## İstek
Aşağıdaki kayıtlarda "green" dizesini içeren satırları süzüp her birini değiştirmeden yaz. Büyük ve küçük harf ayrımı dikkate alınır.
§ §
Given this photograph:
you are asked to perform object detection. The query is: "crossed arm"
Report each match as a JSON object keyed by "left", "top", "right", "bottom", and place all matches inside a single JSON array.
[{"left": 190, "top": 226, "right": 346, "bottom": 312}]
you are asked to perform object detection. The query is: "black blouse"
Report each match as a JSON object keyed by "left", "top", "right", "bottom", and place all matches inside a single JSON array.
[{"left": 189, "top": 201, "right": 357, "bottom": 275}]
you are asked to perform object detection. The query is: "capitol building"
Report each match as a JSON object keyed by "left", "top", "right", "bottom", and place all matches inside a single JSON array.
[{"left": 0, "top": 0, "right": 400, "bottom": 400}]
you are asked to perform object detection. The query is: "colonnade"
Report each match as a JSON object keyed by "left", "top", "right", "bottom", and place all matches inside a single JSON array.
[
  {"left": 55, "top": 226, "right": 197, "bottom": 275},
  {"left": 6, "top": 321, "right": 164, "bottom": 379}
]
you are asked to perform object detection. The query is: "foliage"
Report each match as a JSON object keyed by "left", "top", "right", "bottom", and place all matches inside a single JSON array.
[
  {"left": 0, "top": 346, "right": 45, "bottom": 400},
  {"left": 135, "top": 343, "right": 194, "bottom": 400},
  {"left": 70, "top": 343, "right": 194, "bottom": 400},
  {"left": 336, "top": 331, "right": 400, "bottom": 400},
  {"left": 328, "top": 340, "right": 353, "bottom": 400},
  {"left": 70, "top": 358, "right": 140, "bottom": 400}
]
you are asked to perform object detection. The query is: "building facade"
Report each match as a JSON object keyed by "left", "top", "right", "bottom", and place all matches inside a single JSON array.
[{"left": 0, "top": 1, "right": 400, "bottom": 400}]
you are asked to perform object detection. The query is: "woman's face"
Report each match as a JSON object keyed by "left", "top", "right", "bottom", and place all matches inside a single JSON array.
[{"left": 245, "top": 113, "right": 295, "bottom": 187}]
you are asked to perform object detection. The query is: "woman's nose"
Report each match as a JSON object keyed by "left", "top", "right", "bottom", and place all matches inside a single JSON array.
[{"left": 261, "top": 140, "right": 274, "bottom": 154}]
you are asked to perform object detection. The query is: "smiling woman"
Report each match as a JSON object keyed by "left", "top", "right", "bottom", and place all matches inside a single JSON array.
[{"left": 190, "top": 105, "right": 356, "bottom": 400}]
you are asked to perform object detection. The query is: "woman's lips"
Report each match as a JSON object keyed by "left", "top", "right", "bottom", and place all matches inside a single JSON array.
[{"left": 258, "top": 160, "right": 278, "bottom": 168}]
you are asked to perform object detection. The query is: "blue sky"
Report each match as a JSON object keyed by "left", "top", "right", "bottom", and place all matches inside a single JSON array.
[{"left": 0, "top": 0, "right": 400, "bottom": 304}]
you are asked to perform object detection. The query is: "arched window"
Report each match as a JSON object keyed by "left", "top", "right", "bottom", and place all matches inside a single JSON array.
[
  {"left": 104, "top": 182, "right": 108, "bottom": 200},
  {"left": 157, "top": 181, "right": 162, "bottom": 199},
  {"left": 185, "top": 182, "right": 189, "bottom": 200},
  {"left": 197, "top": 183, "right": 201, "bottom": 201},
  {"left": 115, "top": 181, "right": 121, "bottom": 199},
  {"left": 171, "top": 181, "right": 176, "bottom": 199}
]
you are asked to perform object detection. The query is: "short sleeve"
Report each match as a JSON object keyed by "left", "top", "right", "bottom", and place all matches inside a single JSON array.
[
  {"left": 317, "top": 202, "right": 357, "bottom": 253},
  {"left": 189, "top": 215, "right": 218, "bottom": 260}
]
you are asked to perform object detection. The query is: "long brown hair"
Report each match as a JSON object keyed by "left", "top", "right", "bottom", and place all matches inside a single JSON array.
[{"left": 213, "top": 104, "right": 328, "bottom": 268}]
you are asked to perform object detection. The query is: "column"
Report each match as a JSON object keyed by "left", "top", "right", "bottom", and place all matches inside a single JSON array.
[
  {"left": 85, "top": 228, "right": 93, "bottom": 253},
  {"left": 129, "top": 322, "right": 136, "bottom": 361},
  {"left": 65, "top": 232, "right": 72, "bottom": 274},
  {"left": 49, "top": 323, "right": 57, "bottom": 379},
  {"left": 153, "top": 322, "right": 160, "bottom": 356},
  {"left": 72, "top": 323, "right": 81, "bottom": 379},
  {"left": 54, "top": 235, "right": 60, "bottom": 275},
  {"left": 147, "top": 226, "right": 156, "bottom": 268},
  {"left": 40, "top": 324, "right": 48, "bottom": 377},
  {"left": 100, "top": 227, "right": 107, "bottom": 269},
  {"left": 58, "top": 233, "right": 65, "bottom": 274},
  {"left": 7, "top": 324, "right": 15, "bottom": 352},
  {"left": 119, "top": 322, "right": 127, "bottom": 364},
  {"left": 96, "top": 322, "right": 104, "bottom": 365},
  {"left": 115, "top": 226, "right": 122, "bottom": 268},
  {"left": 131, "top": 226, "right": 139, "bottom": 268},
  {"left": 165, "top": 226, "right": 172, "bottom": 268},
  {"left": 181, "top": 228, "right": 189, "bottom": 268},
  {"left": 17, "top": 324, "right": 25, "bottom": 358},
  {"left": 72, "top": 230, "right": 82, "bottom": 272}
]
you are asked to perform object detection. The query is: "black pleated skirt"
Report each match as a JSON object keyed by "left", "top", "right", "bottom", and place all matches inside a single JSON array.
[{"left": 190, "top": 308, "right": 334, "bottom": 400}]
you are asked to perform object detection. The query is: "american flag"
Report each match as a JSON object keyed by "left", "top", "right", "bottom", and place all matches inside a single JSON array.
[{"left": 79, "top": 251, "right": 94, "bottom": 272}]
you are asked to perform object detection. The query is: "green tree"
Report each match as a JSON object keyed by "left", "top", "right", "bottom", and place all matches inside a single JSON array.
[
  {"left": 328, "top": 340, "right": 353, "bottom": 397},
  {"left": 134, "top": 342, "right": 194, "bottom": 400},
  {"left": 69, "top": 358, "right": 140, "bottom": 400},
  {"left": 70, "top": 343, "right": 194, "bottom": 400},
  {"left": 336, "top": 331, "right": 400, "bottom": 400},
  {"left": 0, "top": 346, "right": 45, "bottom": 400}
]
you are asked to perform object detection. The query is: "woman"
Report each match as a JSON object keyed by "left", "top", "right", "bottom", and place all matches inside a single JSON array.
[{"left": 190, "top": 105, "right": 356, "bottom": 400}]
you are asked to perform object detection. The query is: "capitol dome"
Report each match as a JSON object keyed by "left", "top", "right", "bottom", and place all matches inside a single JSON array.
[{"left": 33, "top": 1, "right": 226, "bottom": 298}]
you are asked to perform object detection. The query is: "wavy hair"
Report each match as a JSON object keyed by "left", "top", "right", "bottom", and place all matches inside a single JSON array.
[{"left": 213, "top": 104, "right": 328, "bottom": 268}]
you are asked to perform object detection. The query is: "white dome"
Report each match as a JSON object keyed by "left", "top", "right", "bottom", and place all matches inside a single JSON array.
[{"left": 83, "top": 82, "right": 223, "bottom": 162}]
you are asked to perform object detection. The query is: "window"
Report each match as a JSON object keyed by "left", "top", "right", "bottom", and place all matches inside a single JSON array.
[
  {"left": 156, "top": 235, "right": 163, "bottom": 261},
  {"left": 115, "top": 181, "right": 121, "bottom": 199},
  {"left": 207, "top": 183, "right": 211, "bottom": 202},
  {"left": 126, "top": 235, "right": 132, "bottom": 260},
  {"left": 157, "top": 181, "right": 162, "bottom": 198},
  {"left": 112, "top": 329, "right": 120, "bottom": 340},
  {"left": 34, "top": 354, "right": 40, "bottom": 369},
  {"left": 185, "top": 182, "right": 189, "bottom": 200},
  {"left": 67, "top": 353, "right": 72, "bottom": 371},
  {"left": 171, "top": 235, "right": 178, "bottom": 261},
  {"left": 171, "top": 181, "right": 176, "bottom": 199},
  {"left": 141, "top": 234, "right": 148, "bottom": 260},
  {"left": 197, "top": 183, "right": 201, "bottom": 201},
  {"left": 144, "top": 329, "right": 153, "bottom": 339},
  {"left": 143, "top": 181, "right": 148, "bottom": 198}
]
§ §
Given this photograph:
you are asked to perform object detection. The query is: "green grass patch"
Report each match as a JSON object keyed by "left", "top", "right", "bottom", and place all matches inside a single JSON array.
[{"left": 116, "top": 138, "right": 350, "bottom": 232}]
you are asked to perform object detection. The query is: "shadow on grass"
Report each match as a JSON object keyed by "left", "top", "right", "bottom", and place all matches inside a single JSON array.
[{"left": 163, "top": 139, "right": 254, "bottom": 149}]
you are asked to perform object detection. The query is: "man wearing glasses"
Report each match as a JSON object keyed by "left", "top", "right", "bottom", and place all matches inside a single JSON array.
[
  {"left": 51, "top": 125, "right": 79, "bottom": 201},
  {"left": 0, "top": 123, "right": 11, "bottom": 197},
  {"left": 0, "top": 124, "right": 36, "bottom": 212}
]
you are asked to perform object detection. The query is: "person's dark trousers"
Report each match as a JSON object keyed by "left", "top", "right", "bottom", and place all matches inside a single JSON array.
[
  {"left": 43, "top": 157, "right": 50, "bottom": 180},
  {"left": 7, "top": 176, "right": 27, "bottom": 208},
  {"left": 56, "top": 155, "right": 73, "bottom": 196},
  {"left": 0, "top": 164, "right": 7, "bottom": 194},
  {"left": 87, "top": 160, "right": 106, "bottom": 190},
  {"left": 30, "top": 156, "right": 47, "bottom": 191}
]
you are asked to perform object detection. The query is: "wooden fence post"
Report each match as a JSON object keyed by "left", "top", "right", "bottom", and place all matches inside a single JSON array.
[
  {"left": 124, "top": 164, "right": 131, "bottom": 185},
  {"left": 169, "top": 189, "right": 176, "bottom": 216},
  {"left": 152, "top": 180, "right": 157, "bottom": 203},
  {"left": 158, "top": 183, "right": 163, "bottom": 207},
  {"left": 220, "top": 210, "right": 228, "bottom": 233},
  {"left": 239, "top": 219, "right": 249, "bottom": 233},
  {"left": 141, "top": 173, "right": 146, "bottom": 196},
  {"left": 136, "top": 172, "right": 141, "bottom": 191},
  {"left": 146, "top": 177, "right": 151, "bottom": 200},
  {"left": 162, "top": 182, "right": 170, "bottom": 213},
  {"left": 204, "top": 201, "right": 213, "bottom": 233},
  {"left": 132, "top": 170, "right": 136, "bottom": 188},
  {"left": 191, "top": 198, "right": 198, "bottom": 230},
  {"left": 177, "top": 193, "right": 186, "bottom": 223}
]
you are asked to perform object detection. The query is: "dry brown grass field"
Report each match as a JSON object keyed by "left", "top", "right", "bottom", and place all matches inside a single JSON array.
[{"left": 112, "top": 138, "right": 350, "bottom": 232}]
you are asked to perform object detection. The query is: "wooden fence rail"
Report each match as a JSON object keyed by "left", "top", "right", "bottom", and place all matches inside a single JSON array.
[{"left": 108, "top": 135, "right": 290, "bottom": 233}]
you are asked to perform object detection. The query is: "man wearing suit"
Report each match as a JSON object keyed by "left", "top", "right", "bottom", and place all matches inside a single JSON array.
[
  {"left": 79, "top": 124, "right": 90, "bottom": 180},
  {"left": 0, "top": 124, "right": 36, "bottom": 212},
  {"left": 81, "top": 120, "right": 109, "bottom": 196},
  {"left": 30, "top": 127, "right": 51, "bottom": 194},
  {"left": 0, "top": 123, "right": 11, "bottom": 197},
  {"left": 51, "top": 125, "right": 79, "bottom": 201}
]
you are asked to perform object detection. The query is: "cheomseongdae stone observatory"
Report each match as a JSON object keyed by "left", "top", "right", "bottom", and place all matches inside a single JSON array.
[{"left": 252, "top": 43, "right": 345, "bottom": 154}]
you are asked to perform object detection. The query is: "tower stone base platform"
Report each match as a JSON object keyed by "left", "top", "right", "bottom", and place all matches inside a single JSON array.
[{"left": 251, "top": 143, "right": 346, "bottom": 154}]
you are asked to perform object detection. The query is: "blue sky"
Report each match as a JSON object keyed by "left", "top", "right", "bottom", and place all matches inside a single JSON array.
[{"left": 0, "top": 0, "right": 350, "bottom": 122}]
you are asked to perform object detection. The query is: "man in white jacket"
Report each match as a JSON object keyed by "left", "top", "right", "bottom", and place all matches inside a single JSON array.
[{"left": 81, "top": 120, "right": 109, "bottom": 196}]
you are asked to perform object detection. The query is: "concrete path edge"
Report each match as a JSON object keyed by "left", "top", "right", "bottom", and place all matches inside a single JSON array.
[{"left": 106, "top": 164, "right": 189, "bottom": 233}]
§ §
## Alıştırmanın cevabı
you are asked to perform object detection. The query is: "green tree"
you are asked to perform object detection. The query is: "green grass patch"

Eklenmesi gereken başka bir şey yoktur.